**Given instruction**
Offset the answer coordinates by adding 98 to every x and y value, from the line with "Objective — one marker per instance of the white spherical" through the end of the items. Give every line of that span again, copying the text lines unchanged.

**Input**

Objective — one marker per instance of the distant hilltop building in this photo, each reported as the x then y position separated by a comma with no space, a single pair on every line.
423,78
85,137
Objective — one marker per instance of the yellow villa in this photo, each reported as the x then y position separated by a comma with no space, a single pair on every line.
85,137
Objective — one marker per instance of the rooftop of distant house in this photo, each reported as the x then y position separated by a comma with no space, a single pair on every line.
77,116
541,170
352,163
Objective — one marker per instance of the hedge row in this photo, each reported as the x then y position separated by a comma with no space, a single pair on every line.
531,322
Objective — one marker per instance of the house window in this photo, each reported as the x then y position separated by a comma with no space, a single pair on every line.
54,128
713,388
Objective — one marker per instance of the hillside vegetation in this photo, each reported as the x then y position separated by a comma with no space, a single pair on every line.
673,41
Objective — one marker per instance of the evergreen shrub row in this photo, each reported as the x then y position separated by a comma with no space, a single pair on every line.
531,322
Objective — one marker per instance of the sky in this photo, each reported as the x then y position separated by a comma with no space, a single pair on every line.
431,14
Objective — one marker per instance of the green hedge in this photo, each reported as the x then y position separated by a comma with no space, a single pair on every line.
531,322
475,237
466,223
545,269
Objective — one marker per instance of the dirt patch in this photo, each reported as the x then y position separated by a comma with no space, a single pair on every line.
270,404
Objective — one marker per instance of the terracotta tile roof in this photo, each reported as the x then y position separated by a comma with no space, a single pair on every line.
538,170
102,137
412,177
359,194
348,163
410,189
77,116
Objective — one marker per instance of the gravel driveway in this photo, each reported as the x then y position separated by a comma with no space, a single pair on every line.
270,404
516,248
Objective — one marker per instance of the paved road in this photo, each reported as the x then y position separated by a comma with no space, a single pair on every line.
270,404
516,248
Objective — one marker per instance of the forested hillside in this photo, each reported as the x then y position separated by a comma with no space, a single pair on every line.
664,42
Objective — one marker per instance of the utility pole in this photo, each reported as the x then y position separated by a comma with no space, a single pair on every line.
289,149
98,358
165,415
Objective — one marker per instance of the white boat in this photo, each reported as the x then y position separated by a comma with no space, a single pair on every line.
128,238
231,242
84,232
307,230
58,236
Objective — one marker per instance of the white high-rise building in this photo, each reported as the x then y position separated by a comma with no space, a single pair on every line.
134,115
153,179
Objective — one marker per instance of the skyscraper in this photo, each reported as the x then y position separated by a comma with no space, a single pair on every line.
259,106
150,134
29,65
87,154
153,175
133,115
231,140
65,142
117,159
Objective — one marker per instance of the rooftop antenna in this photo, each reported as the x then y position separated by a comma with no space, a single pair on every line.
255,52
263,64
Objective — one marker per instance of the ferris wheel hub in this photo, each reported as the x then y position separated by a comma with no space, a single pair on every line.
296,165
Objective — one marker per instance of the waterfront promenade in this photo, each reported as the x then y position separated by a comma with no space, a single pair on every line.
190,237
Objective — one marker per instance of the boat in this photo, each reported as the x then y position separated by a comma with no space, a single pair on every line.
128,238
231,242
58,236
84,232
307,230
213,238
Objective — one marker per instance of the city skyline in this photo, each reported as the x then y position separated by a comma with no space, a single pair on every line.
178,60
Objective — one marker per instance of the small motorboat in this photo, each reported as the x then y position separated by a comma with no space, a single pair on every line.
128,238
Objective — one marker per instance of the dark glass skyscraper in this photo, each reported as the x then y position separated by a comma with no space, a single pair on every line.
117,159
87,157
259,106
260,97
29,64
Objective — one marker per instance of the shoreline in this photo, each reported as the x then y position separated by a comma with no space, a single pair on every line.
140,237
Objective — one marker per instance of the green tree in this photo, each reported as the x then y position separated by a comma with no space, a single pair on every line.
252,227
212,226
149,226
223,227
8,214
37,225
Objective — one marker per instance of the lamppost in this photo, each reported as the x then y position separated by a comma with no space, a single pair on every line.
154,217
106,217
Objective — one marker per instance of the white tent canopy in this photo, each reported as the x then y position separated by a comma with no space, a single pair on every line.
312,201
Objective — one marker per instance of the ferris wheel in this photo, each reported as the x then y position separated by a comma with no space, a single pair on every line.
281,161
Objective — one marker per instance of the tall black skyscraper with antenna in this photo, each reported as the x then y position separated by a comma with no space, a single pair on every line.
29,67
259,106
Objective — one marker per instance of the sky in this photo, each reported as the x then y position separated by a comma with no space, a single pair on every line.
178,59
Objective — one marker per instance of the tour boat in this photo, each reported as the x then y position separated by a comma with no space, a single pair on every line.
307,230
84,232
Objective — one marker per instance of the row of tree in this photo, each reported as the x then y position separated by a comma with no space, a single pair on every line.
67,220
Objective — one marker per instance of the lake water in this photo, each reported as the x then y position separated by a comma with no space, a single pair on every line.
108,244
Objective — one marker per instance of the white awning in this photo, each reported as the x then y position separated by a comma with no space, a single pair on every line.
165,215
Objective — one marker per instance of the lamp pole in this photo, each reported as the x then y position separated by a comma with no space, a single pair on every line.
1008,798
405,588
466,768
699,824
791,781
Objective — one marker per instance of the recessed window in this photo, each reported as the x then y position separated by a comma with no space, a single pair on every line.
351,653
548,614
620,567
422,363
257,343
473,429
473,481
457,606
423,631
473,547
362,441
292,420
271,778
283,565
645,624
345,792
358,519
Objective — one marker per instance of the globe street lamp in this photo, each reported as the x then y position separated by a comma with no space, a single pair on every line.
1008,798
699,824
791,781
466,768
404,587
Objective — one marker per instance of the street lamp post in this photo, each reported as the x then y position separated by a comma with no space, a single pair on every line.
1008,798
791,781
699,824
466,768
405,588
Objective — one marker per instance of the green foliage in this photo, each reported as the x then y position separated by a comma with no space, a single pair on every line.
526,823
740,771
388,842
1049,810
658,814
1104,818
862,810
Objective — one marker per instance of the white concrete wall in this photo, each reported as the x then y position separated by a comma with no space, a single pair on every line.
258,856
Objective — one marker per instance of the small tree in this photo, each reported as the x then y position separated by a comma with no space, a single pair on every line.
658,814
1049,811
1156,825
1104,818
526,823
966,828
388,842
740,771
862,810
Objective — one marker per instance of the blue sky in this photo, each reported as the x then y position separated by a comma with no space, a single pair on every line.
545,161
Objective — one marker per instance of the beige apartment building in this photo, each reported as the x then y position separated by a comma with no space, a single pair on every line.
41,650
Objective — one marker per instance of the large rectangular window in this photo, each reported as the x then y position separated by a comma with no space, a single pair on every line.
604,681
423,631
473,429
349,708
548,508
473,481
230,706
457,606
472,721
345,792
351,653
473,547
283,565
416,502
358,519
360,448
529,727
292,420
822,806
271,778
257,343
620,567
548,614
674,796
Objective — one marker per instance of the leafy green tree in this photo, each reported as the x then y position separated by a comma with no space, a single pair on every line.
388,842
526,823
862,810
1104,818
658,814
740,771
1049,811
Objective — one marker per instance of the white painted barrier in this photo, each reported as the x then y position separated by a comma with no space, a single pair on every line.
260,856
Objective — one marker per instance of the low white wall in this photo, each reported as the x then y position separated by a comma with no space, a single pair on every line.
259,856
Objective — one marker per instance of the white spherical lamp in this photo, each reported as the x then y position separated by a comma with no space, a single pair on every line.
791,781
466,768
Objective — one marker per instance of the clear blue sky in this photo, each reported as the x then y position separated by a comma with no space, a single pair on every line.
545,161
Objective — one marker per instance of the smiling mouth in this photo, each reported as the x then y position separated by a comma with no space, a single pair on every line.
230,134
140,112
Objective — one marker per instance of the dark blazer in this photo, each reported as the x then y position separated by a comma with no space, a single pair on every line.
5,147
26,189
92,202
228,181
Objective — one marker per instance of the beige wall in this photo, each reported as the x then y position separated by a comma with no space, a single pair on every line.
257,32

**Solution for this task**
Objective — one marker per instance of the white spherical lamp in this photo, each reported as the x then y position separated by a comma with no space, a single pair on every line.
889,879
564,866
Objective — one marker per instance of the clear blue sky in this photo, each reported as the x then y position separated by a comma with no space, a single pair on every line.
643,259
Objective — one marker per instance of the smiling mouth in this photo, each reported as the x then y position separated by a comma with no space, a single pair on every line.
328,232
238,210
Objective — one marker per instance of the dark blazer in this photo, each reported as the x then y position separated by a comma with no space, a single pair on every line.
103,245
124,287
190,300
326,279
Objective — one marker per instance of the beige wall in this photo, each reported as the x then y position separated by a comma with no space, a single pair on every line.
355,130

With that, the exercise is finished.